> Records to use:
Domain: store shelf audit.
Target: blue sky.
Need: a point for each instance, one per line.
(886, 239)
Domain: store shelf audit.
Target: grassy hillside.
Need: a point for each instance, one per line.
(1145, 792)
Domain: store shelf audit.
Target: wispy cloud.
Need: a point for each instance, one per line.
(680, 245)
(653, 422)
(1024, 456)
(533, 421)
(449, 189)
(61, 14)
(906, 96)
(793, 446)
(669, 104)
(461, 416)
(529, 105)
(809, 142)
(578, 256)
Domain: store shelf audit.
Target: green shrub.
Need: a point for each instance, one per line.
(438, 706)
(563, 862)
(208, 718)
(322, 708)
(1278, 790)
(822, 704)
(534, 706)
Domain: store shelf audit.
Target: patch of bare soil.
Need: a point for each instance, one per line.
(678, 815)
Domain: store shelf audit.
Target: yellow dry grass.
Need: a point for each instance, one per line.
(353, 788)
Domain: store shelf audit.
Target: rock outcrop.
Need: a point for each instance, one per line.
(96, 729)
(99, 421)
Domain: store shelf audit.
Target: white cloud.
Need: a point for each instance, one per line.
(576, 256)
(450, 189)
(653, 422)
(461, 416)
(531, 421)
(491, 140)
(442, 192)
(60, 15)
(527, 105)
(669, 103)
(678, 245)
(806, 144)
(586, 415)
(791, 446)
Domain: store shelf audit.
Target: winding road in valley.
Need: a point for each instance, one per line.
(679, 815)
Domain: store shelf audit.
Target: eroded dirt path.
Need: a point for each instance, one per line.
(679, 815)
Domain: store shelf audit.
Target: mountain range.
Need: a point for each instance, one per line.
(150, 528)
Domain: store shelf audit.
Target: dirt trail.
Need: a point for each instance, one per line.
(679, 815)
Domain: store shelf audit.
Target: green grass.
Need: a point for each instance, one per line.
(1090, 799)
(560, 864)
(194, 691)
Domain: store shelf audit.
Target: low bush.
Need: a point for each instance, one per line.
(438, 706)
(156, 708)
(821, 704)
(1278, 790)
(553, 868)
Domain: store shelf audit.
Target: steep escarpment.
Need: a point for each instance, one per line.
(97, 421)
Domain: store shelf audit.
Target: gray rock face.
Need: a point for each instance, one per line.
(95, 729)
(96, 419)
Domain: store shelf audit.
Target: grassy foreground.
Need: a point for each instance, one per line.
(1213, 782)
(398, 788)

> Exercise brief: Gather every line in the records above that contains the word "dirt", and copy each such line in full.

> Response to this task:
Target: eroded dirt path.
Target: dirt trail.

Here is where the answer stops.